### Dataset records
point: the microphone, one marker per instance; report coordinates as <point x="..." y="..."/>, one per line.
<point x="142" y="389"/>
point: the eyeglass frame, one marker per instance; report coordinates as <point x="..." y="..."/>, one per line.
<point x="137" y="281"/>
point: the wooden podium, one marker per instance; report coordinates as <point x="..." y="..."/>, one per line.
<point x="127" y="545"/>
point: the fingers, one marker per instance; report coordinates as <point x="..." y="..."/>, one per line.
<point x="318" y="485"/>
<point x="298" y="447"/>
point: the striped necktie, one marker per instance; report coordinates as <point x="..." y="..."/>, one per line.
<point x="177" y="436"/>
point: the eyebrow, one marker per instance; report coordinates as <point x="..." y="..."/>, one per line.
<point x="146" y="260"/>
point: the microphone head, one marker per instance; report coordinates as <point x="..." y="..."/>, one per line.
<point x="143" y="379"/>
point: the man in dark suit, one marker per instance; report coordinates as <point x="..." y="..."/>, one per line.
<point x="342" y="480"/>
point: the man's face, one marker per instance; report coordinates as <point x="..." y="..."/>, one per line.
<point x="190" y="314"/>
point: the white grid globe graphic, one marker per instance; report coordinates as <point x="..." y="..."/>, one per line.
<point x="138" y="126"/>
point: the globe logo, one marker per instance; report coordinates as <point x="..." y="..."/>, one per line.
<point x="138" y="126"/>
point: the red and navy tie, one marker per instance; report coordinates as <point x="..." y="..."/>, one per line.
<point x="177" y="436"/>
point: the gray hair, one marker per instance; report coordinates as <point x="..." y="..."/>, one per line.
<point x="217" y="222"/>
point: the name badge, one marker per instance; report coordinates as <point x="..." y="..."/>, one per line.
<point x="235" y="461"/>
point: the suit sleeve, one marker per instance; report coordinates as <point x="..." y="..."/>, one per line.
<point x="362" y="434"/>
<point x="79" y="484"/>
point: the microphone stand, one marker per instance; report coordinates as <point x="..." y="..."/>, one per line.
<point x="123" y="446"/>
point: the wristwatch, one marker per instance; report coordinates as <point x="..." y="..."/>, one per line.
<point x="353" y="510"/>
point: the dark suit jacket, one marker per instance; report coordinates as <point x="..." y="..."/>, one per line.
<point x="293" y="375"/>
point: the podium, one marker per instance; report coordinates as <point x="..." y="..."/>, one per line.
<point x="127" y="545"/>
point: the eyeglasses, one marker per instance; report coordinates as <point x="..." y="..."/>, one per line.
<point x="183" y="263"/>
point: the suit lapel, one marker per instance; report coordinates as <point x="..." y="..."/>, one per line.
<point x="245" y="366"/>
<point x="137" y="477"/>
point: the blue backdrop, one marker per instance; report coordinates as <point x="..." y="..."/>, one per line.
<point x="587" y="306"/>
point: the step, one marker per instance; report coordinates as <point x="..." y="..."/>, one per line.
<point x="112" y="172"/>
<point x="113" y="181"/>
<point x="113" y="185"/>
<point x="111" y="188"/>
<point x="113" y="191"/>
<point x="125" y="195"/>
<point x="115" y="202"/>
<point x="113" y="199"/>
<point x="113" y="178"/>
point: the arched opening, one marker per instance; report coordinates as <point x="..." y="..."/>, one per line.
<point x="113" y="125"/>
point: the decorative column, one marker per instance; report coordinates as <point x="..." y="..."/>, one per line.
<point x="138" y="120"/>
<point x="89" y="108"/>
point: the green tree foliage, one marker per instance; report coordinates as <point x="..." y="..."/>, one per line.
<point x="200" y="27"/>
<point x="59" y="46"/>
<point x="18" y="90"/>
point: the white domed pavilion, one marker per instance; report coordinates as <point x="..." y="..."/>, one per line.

### Exercise goal
Begin at the line containing "point: the decorative" and reproduce each line through the end of the records above.

### Expected output
point: the decorative column, one marker per instance; report coordinates as <point x="..." y="..."/>, one per line.
<point x="138" y="120"/>
<point x="89" y="108"/>
point: the green tree foliage, one marker per instance; report coordinates as <point x="..." y="..."/>, one per line.
<point x="200" y="27"/>
<point x="59" y="46"/>
<point x="18" y="90"/>
point: the white domed pavilion, one marker per instance; report coordinates as <point x="..." y="..."/>, one per line.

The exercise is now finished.